● **Using the information**:
A) In the passage on the 12 Step program, retype the text starting at "How do you know" and ending at "engage in one-upmanship.".
B) According to the passage on the 12 Step program, what does Step 10 ask participants to continue being aware of?
C) In the passage on the 12 Step program, condense the paragraph beginning "If you find your ego is getting in the way" into a shorter version that keeps its main facts.

● **Supplied passage**:
::::::

How do you know when you may be moving into territory where apologizing may injure the other person or someone else? You have to review who you are going to contact on a case-by-case basis. If reaching out to someone to apologize to them for past events would disrupt their life in a negative manner, then it may be best to leave it alone.
If you find your ego is getting in the way at all, and you’re feeling smug about contacting someone to show them you’re now clean and sober and doing really well, it may not be a good idea to reach out. This type of attitude defeats the purpose of Step 9. You want to make amends — not engage in one-upmanship.
Step 10: Pay Attention to the Reasons for Your Behavior
Step 10 asks the participants in a 12 Step program to continue the process of being aware of the motivations behind their own behavior. It reads, “Continued to take personal inventory and when we were wrong promptly admitted it.”

::::::

[Collected data entries]

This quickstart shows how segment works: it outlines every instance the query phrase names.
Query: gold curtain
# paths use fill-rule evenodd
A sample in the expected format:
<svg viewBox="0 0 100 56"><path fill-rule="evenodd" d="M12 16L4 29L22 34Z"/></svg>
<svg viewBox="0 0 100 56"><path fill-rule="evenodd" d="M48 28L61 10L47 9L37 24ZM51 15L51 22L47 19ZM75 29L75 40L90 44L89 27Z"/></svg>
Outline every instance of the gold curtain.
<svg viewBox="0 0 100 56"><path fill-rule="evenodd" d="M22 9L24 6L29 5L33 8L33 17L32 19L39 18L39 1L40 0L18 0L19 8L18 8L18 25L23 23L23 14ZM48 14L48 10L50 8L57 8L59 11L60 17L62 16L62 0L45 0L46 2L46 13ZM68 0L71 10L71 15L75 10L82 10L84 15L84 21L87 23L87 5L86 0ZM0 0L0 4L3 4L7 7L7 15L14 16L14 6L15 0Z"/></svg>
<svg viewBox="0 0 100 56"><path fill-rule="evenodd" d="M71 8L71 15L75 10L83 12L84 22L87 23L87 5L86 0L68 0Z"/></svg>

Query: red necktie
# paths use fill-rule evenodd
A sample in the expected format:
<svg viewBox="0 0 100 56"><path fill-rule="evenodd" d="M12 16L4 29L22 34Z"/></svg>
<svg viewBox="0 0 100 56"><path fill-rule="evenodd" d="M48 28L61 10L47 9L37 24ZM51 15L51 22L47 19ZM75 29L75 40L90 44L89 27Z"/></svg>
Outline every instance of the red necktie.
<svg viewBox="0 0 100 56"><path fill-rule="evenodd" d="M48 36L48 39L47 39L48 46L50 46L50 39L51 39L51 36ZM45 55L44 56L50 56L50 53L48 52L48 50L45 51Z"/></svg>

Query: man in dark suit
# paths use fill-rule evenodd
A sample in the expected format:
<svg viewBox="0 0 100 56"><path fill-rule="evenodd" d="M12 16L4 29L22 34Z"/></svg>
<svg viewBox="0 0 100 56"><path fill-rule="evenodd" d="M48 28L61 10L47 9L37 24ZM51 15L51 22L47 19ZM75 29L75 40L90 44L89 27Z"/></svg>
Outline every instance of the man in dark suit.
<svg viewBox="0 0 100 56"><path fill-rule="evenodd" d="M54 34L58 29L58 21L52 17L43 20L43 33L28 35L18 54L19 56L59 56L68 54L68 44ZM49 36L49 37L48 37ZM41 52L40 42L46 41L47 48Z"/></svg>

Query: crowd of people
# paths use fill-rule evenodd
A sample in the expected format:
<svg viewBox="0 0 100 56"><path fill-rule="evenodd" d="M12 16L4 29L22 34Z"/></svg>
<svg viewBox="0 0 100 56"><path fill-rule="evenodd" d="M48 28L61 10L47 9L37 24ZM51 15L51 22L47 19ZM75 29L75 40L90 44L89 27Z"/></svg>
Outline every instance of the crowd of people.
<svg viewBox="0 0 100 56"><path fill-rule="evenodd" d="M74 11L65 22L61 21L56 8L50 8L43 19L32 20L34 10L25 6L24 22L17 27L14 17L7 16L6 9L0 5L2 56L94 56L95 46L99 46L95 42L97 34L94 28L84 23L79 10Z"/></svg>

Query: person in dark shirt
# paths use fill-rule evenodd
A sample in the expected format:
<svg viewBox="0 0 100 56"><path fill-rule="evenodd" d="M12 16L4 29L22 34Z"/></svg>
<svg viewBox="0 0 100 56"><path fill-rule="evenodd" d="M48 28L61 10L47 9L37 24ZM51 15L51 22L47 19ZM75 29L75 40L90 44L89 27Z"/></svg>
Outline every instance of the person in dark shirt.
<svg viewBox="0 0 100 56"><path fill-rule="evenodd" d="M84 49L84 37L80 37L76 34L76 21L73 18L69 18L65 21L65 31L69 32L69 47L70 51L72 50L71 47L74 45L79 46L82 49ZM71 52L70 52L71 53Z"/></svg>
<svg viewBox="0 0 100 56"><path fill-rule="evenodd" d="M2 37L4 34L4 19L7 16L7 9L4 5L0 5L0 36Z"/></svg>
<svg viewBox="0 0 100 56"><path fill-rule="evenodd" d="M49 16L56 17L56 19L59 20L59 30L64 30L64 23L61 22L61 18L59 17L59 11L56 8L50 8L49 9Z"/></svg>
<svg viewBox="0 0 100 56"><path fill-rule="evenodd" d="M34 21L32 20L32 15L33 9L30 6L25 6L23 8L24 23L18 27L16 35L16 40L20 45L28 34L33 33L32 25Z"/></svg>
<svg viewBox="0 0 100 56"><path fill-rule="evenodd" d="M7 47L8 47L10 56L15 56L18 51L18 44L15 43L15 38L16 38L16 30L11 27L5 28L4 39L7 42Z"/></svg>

::::::

● **Solutions to the exercise**:
A)
How do you know when you may be moving into territory where apologizing may injure the other person or someone else? You have to review who you are going to contact on a case-by-case basis. If reaching out to someone to apologize to them for past events would disrupt their life in a negative manner, then it may be best to leave it alone.
If you find your ego is getting in the way at all, and you’re feeling smug about contacting someone to show them you’re now clean and sober and doing really well, it may not be a good idea to reach out. This type of attitude defeats the purpose of Step 9. You want to make amends — not engage in one-upmanship.

B) The motivations behind their own behavior.

C) If ego is involved, such as feeling smug about showing someone you're now clean, sober and doing well, it may be better not to reach out. That attitude defeats the purpose of Step 9, which is to make amends rather than engage in one-upmanship.